- What this task involves -
Give the records once more, exactly as they stand.
Start of Records shown
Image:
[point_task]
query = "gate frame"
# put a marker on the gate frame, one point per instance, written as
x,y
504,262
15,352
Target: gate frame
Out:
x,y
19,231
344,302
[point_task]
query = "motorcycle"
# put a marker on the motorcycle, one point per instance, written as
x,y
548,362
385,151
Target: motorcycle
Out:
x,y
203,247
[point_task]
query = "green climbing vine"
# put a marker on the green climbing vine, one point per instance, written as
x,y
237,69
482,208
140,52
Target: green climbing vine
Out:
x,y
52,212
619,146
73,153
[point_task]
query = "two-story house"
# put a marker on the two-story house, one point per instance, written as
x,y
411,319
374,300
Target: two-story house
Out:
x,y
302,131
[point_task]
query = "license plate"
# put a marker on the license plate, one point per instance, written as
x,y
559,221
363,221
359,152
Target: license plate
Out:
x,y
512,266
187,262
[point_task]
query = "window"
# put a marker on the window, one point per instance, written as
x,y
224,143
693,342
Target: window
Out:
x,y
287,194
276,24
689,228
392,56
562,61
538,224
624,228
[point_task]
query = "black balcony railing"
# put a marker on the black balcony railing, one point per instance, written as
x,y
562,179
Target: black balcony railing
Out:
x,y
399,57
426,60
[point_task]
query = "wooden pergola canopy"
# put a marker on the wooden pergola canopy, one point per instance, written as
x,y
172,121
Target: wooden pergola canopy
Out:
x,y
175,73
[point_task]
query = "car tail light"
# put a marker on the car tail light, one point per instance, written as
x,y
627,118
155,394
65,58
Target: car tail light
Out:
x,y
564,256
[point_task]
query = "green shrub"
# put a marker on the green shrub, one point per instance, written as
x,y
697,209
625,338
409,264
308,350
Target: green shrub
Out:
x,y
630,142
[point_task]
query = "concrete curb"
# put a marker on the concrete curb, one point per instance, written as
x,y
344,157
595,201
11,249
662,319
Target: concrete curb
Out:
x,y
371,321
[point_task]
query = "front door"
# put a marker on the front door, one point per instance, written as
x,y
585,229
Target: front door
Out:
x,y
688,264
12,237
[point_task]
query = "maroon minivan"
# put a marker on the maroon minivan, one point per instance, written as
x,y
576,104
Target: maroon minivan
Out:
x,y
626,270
End of Records shown
- Response to the exercise -
Image:
[point_task]
query = "gate frame"
# put a marker on the gate frame, one point per instance, written as
x,y
504,262
15,352
Target: gate frame
Out:
x,y
19,231
344,302
[point_task]
query = "motorcycle"
# put a marker on the motorcycle, one point per instance, written as
x,y
548,362
385,151
Target: motorcycle
Out:
x,y
203,247
[point_task]
query = "green climbing vine"
# put a marker on the green climbing vine, one point per instance, written as
x,y
237,69
482,208
140,52
Target: green climbing vine
Out:
x,y
52,212
619,146
73,153
[point_task]
query = "two-story house"
# put a marker on the two-story house, one point per instance, written as
x,y
411,319
374,300
Target: two-story house
Out:
x,y
302,131
[point_task]
query = "license plate"
# put a marker on the license plate, one point per instance, written as
x,y
559,221
363,221
359,152
Target: license plate
Out:
x,y
512,266
187,262
[point_task]
query = "window"
# put a marker on the window, one point per instance, written as
x,y
224,143
693,342
Target: window
Out:
x,y
287,194
276,24
689,228
392,56
562,61
538,224
624,228
[point_task]
query = "black balcony railing"
# put a marker on the black balcony railing, one point per instance, written as
x,y
562,179
Target: black balcony railing
Out:
x,y
399,57
426,60
[point_task]
query = "wooden pergola canopy"
# put a marker on the wooden pergola canopy, one point per instance, written as
x,y
172,121
Target: wooden pergola canopy
Out:
x,y
175,73
[point_task]
query = "car tail light"
# put a marker on the car tail light, one point per instance, written as
x,y
627,118
155,394
65,58
Target: car tail light
Out:
x,y
564,256
[point_task]
query = "green shrub"
# put a marker on the green shrub, one point per instance, written as
x,y
697,209
625,338
409,264
308,350
Target: green shrub
Out:
x,y
630,142
[point_task]
query = "concrete curb"
# put a marker on the concrete curb, one point per instance, written as
x,y
344,157
595,201
11,249
662,319
Target: concrete curb
Out:
x,y
371,321
[point_task]
query = "front door"
# put a marker on the front door, one point per instance, written as
x,y
585,229
Target: front door
Out:
x,y
688,264
12,237
[point_task]
query = "maroon minivan"
# put a marker on the maroon minivan, one point per instance, written as
x,y
576,104
Target: maroon minivan
Out:
x,y
626,270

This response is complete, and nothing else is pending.